DATA SHOWN START

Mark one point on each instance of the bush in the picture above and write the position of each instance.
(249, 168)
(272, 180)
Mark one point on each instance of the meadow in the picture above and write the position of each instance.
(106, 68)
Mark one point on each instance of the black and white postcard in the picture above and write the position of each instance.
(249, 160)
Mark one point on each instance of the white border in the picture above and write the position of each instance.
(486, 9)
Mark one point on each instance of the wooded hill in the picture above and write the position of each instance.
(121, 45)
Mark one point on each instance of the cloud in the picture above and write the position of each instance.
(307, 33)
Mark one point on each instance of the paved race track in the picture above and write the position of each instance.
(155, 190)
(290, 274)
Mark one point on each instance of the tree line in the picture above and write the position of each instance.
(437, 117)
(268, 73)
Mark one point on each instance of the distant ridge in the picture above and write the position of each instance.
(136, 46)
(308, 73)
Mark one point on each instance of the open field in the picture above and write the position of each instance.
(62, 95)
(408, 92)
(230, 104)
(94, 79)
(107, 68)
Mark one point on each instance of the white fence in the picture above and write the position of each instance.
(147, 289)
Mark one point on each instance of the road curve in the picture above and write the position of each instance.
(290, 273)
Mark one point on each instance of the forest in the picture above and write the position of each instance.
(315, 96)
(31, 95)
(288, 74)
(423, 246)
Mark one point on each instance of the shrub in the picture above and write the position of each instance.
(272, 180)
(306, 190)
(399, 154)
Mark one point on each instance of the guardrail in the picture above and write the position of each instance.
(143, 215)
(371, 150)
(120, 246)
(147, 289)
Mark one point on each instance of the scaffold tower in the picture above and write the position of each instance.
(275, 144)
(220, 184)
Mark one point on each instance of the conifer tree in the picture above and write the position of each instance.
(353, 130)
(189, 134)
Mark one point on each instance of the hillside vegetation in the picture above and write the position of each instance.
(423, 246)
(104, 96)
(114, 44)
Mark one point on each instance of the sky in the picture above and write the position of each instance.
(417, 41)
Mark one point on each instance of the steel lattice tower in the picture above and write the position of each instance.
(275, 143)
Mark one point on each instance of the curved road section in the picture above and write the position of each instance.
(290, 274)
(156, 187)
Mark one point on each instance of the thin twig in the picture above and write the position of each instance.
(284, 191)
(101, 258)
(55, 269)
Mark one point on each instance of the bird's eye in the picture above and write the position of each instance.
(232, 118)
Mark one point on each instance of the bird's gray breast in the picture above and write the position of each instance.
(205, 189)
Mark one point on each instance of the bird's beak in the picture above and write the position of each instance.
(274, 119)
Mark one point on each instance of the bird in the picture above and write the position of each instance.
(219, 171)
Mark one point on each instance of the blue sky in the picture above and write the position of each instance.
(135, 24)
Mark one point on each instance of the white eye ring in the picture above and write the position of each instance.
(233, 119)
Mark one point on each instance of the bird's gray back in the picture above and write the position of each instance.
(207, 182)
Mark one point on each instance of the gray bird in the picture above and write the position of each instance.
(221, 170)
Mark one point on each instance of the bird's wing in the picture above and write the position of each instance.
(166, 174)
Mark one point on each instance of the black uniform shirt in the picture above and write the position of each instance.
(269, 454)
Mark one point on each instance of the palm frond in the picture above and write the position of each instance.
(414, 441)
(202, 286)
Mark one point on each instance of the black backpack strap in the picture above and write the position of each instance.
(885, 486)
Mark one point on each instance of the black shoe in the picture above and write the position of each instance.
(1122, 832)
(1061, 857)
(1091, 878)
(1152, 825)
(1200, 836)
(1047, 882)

DATA SHOWN END

DESCRIPTION OF THE TASK: The records above are to be printed in full, exactly as they appear.

OUTPUT OF THE EXERCISE:
Mark one point on each instance of the bush in the picture above and write the position of each instance.
(249, 168)
(272, 180)
Mark one point on each instance of the meadow in the picture above and write the position of each instance.
(106, 68)
Mark one point on each instance of the black and white postcard in the picture above and write the position of each instance.
(249, 160)
Mark one point on each instance of the white border in the picture above and write the position of each instance.
(486, 9)
Mark one point on each instance of the wooded hill in the picture above and write the position of each instance.
(121, 45)
Mark one point on each instance of the cloud in the picture above and write the position of each instance.
(307, 33)
Mark one point on each instance of the paved race track in the picture above and write the position of each instance.
(155, 190)
(290, 274)
Mark one point on each instance of the tree line in the picture above and write the position of each instance.
(437, 117)
(268, 73)
Mark one point on each instance of the distant ridge in the picture above and write the position of each instance.
(136, 46)
(308, 73)
Mark one point on each instance of the open field in the picture above and write the position of each instance.
(62, 95)
(408, 92)
(230, 104)
(94, 79)
(107, 68)
Mark one point on each instance of the white fence in the picture above and write the position of each instance.
(147, 289)
Mark one point on each instance of the road curve in the picture above and write the position of each instance.
(290, 273)
Mark one point on each instance of the forest in the picture above and write the position of each instance.
(315, 96)
(31, 95)
(288, 74)
(423, 246)
Mark one point on each instance of the shrub in the picture above and write the position of each instance.
(272, 180)
(306, 190)
(399, 154)
Mark one point on each instance of the guardrail in the picture above and write the position of each instance.
(143, 215)
(371, 150)
(120, 246)
(147, 289)
Mark one point on each instance of the scaffold tower in the picture above and write the position of each instance.
(275, 144)
(220, 184)
Mark one point on each instance of the conifer tree in the picture above and write the position of each instance.
(353, 130)
(189, 134)
Mark one point on each instance of the hillside vegetation in the picture above and write the position of each instance.
(423, 246)
(104, 96)
(114, 44)
Mark one point on each instance of the sky in the picture above and write the position of each instance.
(417, 41)
Mark one point on each instance of the steel lattice tower in the picture above and write the position of each instance.
(275, 143)
Mark one point on each instance of the curved road section in the picture above and write the position of each instance.
(290, 274)
(156, 187)
Mark one point on each instance of the thin twig in the picture above and write the position of each instance.
(284, 191)
(101, 258)
(55, 269)
Mark one point on each instance of the bird's eye in the picture above and write the position of each instance.
(232, 118)
Mark one point on each instance of the bird's gray breast in the picture above and write the position of each instance.
(205, 189)
Mark one point on each instance of the bird's beak in the picture above and write the position of each instance.
(274, 119)
Mark one point on each instance of the bird in the picture above and write the position of each instance.
(219, 171)
Mark one point on each instance of the blue sky in the picture above and write the position of each instance.
(135, 24)
Mark one point on each instance of the white eye ring in the picture above and write the position of each instance.
(233, 119)
Mark one point on each instance of the bird's gray back in the picture above and write the position of each instance.
(207, 182)
Mark one point on each instance of the gray bird in the picture above and write the position of each instance.
(221, 170)
Mark one point on each instance of the bird's wing in the picture above and write the position of each instance.
(166, 174)
Mark one point on each instance of the black uniform shirt in the picture above and write the position of each instance.
(269, 454)
Mark one point on each instance of the palm frond in the picture above and write the position of each instance.
(414, 441)
(202, 286)
Mark one point on each instance of the black backpack strap in the picture above and write the position of each instance.
(885, 486)
Mark one point on each instance of the black shoe in the picture above and write the position of each instance.
(1122, 832)
(1061, 857)
(1091, 878)
(1152, 825)
(1200, 836)
(1047, 882)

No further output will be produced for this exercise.